YOUR OBJECTIVE – Rewrite the lines starting at the first one and ending at the one containing "ring_order: in each", putting "point" in place of "vertex" and keeping everything else the same. Give only those lines.

-- BEGIN MATERIAL SHOWN --

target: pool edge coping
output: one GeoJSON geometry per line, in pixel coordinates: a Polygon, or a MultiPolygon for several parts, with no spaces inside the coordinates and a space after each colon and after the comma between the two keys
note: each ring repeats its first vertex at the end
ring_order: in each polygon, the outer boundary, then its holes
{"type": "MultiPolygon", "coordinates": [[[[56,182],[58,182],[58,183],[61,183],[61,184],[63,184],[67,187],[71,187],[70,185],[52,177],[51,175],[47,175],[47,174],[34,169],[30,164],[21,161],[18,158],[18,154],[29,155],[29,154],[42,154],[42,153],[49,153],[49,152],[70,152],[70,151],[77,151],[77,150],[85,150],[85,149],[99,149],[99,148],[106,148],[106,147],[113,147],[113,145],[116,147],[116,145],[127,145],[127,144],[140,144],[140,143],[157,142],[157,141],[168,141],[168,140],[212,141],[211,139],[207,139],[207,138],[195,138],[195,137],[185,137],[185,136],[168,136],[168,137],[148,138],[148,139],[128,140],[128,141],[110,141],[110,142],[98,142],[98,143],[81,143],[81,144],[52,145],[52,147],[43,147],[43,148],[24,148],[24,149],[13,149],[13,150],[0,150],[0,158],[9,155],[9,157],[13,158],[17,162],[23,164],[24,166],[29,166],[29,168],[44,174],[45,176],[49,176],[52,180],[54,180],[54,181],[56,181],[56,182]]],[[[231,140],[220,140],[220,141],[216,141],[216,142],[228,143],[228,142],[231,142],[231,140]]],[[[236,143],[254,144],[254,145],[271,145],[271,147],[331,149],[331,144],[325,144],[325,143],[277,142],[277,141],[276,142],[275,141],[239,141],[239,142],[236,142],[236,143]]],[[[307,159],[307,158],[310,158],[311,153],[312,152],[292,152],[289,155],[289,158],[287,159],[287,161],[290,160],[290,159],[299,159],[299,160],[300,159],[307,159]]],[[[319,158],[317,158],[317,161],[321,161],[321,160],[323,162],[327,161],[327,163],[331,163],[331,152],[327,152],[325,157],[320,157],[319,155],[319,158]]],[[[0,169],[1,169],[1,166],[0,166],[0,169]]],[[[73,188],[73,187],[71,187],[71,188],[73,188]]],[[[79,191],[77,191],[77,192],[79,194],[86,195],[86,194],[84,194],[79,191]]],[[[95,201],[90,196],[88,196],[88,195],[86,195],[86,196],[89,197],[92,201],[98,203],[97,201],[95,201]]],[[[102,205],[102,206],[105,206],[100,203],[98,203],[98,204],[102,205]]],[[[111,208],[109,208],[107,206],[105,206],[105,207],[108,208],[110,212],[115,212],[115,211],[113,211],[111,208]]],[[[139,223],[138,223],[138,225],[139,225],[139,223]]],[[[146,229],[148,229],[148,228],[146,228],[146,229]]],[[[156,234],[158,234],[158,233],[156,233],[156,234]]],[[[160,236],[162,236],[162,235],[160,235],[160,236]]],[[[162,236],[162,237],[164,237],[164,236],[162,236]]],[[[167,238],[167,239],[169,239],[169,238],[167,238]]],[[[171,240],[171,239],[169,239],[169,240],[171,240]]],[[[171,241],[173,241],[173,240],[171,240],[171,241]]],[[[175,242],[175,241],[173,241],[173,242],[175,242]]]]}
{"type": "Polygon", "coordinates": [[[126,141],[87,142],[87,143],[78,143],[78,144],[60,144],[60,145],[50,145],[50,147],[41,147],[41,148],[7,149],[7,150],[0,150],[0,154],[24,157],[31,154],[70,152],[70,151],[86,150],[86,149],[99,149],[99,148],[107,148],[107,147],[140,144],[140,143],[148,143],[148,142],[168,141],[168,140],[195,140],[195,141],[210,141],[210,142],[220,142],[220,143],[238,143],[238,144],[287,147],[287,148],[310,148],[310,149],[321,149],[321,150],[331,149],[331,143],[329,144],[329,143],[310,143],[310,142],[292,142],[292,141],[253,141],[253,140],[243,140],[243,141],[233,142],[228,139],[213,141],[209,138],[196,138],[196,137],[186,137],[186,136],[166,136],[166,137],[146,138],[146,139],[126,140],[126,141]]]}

-- END MATERIAL SHOWN --

FINISHED EXERCISE –
target: pool edge coping
output: one GeoJSON geometry per line, in pixel coordinates: a Polygon, or a MultiPolygon for several parts, with no spaces inside the coordinates and a space after each colon and after the comma between the two keys
note: each ring repeats its first point at the end
ring_order: in each polygon, the outer boundary, then its holes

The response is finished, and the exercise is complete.